Selected extract -

In 2014, fashion journalist and stylist Katie Grand was invited by the Fashion Museum, Bath, to select an outfit to represent that year in their Dress of the Year collection. She chose one of Gareth Pugh's ensembles, a wrapped outfit in calico and plastic sheeting. Later in spring-summer LFW of 2019, the Virgin Voyages revealed the collection designed by Pugh for the group.

==Aesthetic==

Style.com describes Pugh as the "latest addition to a long tradition of fashion-as-performance-art that stretches back through Alexander McQueen, John Galliano, and Vivienne Westwood to the eighties club culture of Leigh Bowery." (Pugh, however, dismisses frequent Bowery comparisons as "lazy journalism.")
Klaus Nomi has also been suggested as an influence on Pugh.
Pugh's collections are autobiographical rather than referential, and draw inspiration from Britain's extreme club scene. Pugh's trademark is his experimentation with form and volume. He often uses "nonsensically shaped, wearable sculptures" to "distort[] the human body almost beyond recognition." Elements in his designs include PVC inflated into voluminous coats, black and white patchwork squares, Perspex discs linked like chain mail, and shiny latex masks and leggings; he has used materials including mink, parachute silk, foam footballs, afro-weave synthetic and human hair, and electrically charged plastic in his clothing. Pugh describes his designs as being "about the struggle between lightness and darkness."

Extracted material -
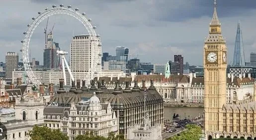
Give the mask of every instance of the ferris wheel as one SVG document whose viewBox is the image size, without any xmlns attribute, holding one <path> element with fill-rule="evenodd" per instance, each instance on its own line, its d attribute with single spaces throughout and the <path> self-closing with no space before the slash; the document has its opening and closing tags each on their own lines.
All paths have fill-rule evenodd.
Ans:
<svg viewBox="0 0 256 140">
<path fill-rule="evenodd" d="M 37 88 L 40 85 L 42 84 L 34 74 L 29 63 L 28 48 L 33 33 L 37 26 L 44 19 L 50 16 L 58 14 L 65 14 L 75 17 L 84 25 L 88 33 L 91 47 L 93 47 L 91 48 L 90 56 L 91 59 L 90 59 L 90 63 L 88 63 L 91 64 L 89 66 L 89 70 L 84 78 L 85 79 L 81 80 L 85 80 L 86 84 L 88 85 L 90 80 L 93 79 L 94 77 L 99 76 L 100 73 L 97 70 L 98 70 L 98 66 L 100 65 L 101 62 L 101 52 L 100 48 L 101 44 L 99 39 L 100 36 L 97 35 L 95 31 L 95 29 L 96 28 L 96 26 L 92 26 L 90 23 L 91 19 L 87 18 L 85 13 L 81 13 L 79 12 L 79 8 L 77 8 L 74 10 L 72 8 L 71 5 L 68 5 L 68 8 L 65 8 L 63 4 L 60 4 L 60 7 L 58 7 L 55 5 L 52 5 L 52 8 L 48 9 L 46 8 L 44 12 L 38 12 L 38 16 L 37 17 L 32 18 L 33 20 L 32 23 L 27 25 L 27 31 L 23 33 L 25 35 L 24 39 L 21 41 L 22 43 L 22 47 L 20 51 L 22 52 L 22 60 L 26 74 L 25 77 L 28 78 L 29 82 L 33 84 Z"/>
</svg>

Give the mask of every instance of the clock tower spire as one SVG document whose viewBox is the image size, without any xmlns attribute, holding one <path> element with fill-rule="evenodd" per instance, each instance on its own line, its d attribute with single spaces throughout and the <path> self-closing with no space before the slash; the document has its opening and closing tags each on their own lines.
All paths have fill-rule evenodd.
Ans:
<svg viewBox="0 0 256 140">
<path fill-rule="evenodd" d="M 214 1 L 209 35 L 204 42 L 204 131 L 206 137 L 223 131 L 219 111 L 226 103 L 227 47 Z"/>
</svg>

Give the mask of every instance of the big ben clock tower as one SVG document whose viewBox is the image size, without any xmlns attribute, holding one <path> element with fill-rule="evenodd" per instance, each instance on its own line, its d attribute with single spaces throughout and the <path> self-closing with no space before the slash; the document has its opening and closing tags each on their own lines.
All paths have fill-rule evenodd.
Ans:
<svg viewBox="0 0 256 140">
<path fill-rule="evenodd" d="M 214 2 L 209 35 L 204 43 L 204 133 L 206 136 L 222 132 L 219 113 L 226 100 L 227 47 Z M 210 139 L 207 138 L 207 140 Z"/>
</svg>

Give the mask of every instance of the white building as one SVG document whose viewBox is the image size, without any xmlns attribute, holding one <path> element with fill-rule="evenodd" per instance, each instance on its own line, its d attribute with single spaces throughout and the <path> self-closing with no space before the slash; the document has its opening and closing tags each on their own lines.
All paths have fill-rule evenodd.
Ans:
<svg viewBox="0 0 256 140">
<path fill-rule="evenodd" d="M 96 64 L 96 73 L 93 77 L 100 75 L 101 72 L 101 46 L 98 37 L 80 35 L 73 37 L 70 46 L 70 68 L 75 80 L 87 80 L 89 71 Z M 94 54 L 92 54 L 94 50 Z M 89 82 L 87 81 L 86 82 Z"/>
<path fill-rule="evenodd" d="M 4 111 L 0 117 L 1 123 L 7 129 L 4 140 L 29 140 L 28 132 L 33 127 L 44 125 L 43 99 L 28 96 L 16 98 L 15 102 L 15 110 Z"/>
<path fill-rule="evenodd" d="M 125 72 L 126 70 L 126 61 L 117 61 L 115 60 L 109 60 L 104 61 L 103 65 L 104 70 L 117 70 Z"/>
<path fill-rule="evenodd" d="M 166 69 L 165 64 L 154 64 L 154 73 L 156 74 L 164 74 Z"/>
<path fill-rule="evenodd" d="M 157 124 L 150 125 L 148 114 L 147 115 L 146 127 L 135 125 L 127 129 L 127 140 L 162 140 L 162 126 Z"/>
<path fill-rule="evenodd" d="M 110 104 L 100 103 L 95 93 L 88 101 L 72 103 L 70 108 L 46 107 L 44 118 L 47 127 L 60 129 L 70 140 L 86 132 L 105 137 L 117 132 L 117 119 Z"/>
</svg>

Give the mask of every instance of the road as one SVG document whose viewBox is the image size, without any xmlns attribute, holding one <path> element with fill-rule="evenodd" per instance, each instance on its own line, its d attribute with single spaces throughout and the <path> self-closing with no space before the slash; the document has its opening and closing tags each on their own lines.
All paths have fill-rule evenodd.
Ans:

Assignment - In the text above about designer Gareth Pugh, why did Katie Grand select one of his outfits in 2014? Answer in one to three sentences.

Your response - The Fashion Museum, Bath, had invited her to choose an outfit to represent 2014 in its Dress of the Year collection. For that purpose she picked a wrapped Pugh ensemble in calico and plastic sheeting.